[START DATA IN THIS EXERCISE]

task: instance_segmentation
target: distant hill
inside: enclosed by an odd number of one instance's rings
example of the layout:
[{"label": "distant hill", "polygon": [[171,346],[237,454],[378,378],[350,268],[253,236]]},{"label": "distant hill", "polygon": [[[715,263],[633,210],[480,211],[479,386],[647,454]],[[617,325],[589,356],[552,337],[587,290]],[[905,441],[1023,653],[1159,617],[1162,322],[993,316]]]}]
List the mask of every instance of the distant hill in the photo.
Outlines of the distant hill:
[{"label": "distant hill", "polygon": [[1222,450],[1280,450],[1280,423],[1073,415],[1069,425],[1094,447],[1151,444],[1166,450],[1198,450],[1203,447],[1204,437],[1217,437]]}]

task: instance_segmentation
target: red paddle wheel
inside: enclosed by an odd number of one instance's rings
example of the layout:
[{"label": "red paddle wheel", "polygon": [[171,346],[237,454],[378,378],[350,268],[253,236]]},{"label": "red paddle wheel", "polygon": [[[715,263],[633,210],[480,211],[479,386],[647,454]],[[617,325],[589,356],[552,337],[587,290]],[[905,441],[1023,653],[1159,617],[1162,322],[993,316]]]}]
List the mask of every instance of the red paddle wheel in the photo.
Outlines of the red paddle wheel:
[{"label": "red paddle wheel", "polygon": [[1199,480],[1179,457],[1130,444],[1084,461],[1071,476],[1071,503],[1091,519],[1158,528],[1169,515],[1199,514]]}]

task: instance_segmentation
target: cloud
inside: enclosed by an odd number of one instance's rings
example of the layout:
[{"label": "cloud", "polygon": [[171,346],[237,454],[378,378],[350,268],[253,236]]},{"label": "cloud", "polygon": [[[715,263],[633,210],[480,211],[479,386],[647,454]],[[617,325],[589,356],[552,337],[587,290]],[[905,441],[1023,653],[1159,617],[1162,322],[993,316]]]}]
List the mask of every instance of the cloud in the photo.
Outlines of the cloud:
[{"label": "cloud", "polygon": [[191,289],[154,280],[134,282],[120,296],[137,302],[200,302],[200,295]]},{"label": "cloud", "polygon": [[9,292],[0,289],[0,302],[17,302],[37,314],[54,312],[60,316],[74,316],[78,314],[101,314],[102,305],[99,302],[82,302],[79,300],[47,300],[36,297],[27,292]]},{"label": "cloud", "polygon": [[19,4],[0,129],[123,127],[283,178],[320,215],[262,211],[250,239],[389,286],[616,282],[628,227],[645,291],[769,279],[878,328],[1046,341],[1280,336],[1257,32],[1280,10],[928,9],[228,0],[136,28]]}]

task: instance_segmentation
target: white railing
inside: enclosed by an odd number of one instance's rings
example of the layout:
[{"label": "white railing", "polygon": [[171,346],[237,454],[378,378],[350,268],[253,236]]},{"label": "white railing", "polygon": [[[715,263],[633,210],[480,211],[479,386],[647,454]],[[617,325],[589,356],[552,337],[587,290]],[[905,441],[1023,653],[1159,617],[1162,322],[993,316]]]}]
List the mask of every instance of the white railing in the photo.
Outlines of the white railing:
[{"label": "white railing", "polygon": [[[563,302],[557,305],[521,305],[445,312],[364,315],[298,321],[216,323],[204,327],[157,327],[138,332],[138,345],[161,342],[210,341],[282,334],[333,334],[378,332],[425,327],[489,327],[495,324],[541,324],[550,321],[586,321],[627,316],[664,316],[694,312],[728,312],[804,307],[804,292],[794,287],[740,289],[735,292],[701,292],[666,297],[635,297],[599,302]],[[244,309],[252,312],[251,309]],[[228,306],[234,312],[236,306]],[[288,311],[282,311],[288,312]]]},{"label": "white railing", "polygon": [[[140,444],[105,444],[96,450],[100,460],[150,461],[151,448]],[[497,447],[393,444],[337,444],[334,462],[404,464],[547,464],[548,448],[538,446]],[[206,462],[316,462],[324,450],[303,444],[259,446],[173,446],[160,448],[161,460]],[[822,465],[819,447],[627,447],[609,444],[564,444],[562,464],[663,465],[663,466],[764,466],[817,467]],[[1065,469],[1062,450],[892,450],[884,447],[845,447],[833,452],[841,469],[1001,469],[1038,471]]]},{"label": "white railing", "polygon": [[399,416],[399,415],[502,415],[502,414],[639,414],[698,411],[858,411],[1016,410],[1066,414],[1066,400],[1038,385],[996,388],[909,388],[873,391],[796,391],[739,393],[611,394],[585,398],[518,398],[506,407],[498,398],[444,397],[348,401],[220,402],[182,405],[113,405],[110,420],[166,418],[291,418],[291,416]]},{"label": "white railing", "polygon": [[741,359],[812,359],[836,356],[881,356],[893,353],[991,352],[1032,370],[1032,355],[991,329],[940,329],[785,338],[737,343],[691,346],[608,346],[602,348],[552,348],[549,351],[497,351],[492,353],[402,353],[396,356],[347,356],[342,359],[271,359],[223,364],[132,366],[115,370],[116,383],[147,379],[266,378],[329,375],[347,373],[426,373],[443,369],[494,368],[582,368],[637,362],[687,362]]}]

[END DATA IN THIS EXERCISE]

WHAT TO WORK ON — Could you put all the entries above into a two-column CSV with the headers "prompt" and "response"? Use one row per entry: its text goes in the first field and its answer in the second, and each field should be quoted with its line breaks replaced by spaces.

ANSWER BELOW —
prompt,response
"task: instance_segmentation target: distant hill inside: enclosed by an odd number of one instance's rings example of the layout: [{""label"": ""distant hill"", ""polygon"": [[171,346],[237,454],[378,378],[350,268],[253,236]]},{""label"": ""distant hill"", ""polygon"": [[[715,263],[633,210],[480,211],[479,386],[647,454]],[[617,325],[589,356],[552,337],[587,290]],[[905,441],[1023,653],[1159,617],[1162,322],[993,316]]]}] List the mask of every instance of the distant hill in the photo. Outlines of the distant hill:","[{""label"": ""distant hill"", ""polygon"": [[1222,450],[1280,450],[1280,423],[1073,415],[1069,425],[1094,447],[1151,444],[1166,450],[1198,450],[1203,447],[1204,437],[1217,437]]}]"
"task: instance_segmentation target: red paddle wheel inside: enclosed by an odd number of one instance's rings example of the layout: [{""label"": ""red paddle wheel"", ""polygon"": [[171,346],[237,454],[378,378],[350,268],[253,236]]},{""label"": ""red paddle wheel"", ""polygon"": [[[715,263],[633,210],[480,211],[479,386],[647,454]],[[617,325],[589,356],[552,337],[587,290]],[[905,441],[1023,653],[1159,617],[1162,322],[993,316]]]}] List the mask of every instance of the red paddle wheel in the photo. Outlines of the red paddle wheel:","[{""label"": ""red paddle wheel"", ""polygon"": [[1199,480],[1179,457],[1130,444],[1084,461],[1071,476],[1071,503],[1091,519],[1158,528],[1169,515],[1199,514]]}]"
"task: instance_segmentation target: cloud inside: enclosed by an odd number of one instance's rings example of the layout: [{""label"": ""cloud"", ""polygon"": [[171,346],[237,454],[378,378],[350,268],[253,236]]},{""label"": ""cloud"", ""polygon"": [[[715,263],[633,210],[480,211],[479,386],[647,454]],[[617,325],[589,356],[552,337],[587,290]],[[905,441],[1023,653],[1159,617],[1162,322],[993,316]]]}] List the mask of every instance of the cloud in the photo. Outlines of the cloud:","[{""label"": ""cloud"", ""polygon"": [[191,289],[154,280],[134,282],[120,296],[137,302],[200,302],[200,295]]},{""label"": ""cloud"", ""polygon"": [[9,292],[0,289],[0,302],[17,302],[37,314],[54,312],[60,316],[74,316],[78,314],[101,314],[102,305],[99,302],[82,302],[79,300],[47,300],[36,297],[27,292]]},{""label"": ""cloud"", ""polygon"": [[19,4],[0,129],[123,127],[283,178],[320,215],[262,211],[250,239],[389,286],[616,282],[628,227],[645,291],[769,279],[878,328],[1046,341],[1280,336],[1257,32],[1280,10],[928,9],[228,0],[136,28]]}]"
"task: instance_segmentation target: white railing inside: enclosed by an odd number of one instance's rings example of the layout: [{""label"": ""white railing"", ""polygon"": [[171,346],[237,454],[378,378],[350,268],[253,236]]},{""label"": ""white railing"", ""polygon"": [[[715,263],[633,210],[480,211],[479,386],[647,454]],[[617,325],[589,356],[552,337],[587,290]],[[905,441],[1023,653],[1159,617],[1162,322],[993,316]]]}] List the mask of every instance of the white railing in the photo. Outlines of the white railing:","[{""label"": ""white railing"", ""polygon"": [[[563,302],[557,305],[521,305],[445,312],[364,315],[298,321],[216,323],[204,327],[157,327],[138,332],[138,345],[161,342],[210,341],[282,334],[333,334],[378,332],[425,327],[489,327],[495,324],[541,324],[550,321],[586,321],[627,316],[664,316],[694,312],[728,312],[804,307],[804,292],[794,287],[740,289],[735,292],[701,292],[666,297],[635,297],[599,302]],[[244,309],[252,312],[251,309]],[[228,306],[234,312],[236,306]],[[288,311],[282,311],[288,312]]]},{""label"": ""white railing"", ""polygon"": [[[140,444],[105,444],[96,450],[100,460],[150,461],[151,448]],[[497,447],[393,444],[337,444],[334,462],[404,464],[547,464],[548,448],[538,446]],[[206,462],[316,462],[324,450],[303,444],[259,446],[173,446],[160,448],[161,460]],[[822,465],[819,447],[627,447],[609,444],[564,444],[562,464],[663,465],[663,466],[764,466],[817,467]],[[1065,469],[1062,450],[892,450],[884,447],[845,447],[833,452],[841,469],[1001,469],[1038,471]]]},{""label"": ""white railing"", ""polygon"": [[399,416],[399,415],[502,415],[502,414],[639,414],[698,411],[858,411],[1016,410],[1066,414],[1066,400],[1038,385],[996,388],[909,388],[873,391],[796,391],[739,393],[611,394],[585,398],[518,398],[506,407],[498,398],[444,397],[348,401],[220,402],[182,405],[113,405],[110,420],[166,418],[291,418],[291,416]]},{""label"": ""white railing"", ""polygon"": [[741,359],[812,359],[836,356],[881,356],[893,353],[991,352],[1032,370],[1032,355],[991,329],[940,329],[785,338],[737,343],[691,346],[608,346],[602,348],[552,348],[549,351],[497,351],[492,353],[402,353],[396,356],[347,356],[342,359],[271,359],[223,364],[132,366],[115,370],[116,383],[147,379],[266,378],[329,375],[347,373],[426,373],[443,369],[494,368],[582,368],[637,362],[687,362]]}]"